WRITTEN TASK A -
Extract every line of the records that contains the string "door".

TEXT PASSAGE -
Importance of Traffic Safety Equipment
If there’s one thing the Federal Highway Administration (FHWA), the US Department of Labor, and the Occupational Safety and Health Administration all agree on, it’s that the importance of traffic safety equipment can never be overstated.
Transportation-related incidents have, for years, been the biggest contributor to fatal work injuries. In 2021, for instance, they accounted for 1,982 fatal injuries – which represents 38.2% of the 5,190 work-related deaths recorded in the US.
On sorting out all the fatalities by occupation, the Bureau of Labor Statistics further established that 887 of the victims were drivers; 475 were employed in installation, repair, and maintenance; while 302 specialized in protective services (patrol officers, transit police, firefighters, etc).
It’s quite possible that some of these unfortunate incidences would not have occurred if the victims had the right traffic safety equipment. Something as simple as a safety cone or reflective vest could mean the difference between life and death.
The benefits are not exclusive to workers. Traffic safety equipment is designed to serve and protect all types of road users. What’s more, it has proven to be effective in controlling movement, guiding people, and marking boundaries.
Examples include LED traffic signs, traffic mirrors, road flares, traffic wands, traffic cones, traffic delineators, and traffic barricades. They’re especially useful to construction companies, road maintenance crews, event organizers, and local governments.
For first-time buyers, however, the wide range of traffic safety equipment can be quite overwhelming. And to help them out, this guide outlines all the essential factors they should consider when purchasing safety equipment for roads, safety equipment for events, or safety equipment for construction sites.
Types of Traffic Safety Equipment
There’s an endless variety of traffic safety equipment that you could get for your workers, event, projects, vehicle, roads, buildings, or institutions. They include;
Traffic Cones: These are cone-shaped beacons that are placed on road surfaces to temporarily block off or redirect traffic. They come with a broad base for increased stability, a neon orange body for easy daytime visibility, plus reflective white bands that facilitate nighttime visibility.
Reflective Vests: Just as the name suggests, reflective vests are luminous, high-visibility outer garments worn in hazardous environments to make people easily distinguishable. They are typically built from retroreflective materials that pop out even in low-light conditions. The Occupational Safety and Health Administration (OSHA) requires people to wear them when they’re working as flaggers or within areas of traffic flow.
Traffic Barricades: These are barriers that control the flow of traffic by temporarily cutting off access to restricted areas. The objective is usually to isolate a section and prevent interference from regular traffic. To achieve this, the traffic barricades are usually designed as solid moveable road obstacles, while their bodies are composed of plastic or composite materials.

WRITTEN TASK B -
From the traffic safety equipment article, list each item of equipment named in the sentence that begins "Examples include".

EXTRACTED MATERIAL -
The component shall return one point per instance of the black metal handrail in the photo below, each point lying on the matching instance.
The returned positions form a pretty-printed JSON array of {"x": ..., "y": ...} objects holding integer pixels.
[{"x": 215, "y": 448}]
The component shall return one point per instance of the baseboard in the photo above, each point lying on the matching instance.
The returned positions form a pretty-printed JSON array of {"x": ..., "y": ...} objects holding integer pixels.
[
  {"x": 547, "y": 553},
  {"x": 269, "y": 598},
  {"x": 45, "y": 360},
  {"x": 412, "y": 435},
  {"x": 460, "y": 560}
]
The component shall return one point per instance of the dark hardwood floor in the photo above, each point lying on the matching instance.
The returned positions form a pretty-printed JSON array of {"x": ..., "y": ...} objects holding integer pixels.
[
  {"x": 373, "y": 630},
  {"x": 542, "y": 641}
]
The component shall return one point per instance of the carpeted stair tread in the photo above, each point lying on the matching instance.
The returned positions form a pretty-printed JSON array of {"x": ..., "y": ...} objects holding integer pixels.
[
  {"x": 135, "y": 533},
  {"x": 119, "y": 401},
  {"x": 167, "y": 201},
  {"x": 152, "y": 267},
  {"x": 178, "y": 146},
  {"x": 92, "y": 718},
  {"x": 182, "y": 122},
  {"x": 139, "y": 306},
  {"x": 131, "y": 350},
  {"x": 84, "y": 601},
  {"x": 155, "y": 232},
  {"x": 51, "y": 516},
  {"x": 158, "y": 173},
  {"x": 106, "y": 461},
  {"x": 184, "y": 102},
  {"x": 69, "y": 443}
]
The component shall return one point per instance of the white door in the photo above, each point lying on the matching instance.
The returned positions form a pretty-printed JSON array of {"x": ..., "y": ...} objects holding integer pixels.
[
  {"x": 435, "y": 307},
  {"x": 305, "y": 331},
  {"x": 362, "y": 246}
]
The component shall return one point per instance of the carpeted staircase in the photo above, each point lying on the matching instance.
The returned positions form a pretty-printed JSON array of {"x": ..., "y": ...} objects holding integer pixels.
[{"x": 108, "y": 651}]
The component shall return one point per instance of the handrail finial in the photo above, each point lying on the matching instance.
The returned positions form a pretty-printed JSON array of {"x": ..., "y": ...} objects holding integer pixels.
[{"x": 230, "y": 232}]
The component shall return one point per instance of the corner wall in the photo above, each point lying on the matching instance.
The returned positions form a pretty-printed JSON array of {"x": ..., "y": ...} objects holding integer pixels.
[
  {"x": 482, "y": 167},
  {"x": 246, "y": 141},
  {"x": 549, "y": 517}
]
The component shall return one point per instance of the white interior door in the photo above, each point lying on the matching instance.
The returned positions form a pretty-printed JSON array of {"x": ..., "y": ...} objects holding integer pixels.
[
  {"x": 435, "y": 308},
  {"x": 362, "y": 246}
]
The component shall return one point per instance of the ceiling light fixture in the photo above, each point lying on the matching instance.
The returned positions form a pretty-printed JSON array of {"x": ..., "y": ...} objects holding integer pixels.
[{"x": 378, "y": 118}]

WORKED ANSWER A -
The component shall return one point per instance of the white door in the photo above, each point lying on the matching instance.
The component shall return one point per instance of the white interior door in the photo above, each point lying on the matching instance.

WORKED ANSWER B -
- LED traffic signs
- traffic mirrors
- road flares
- traffic wands
- traffic cones
- traffic delineators
- traffic barricades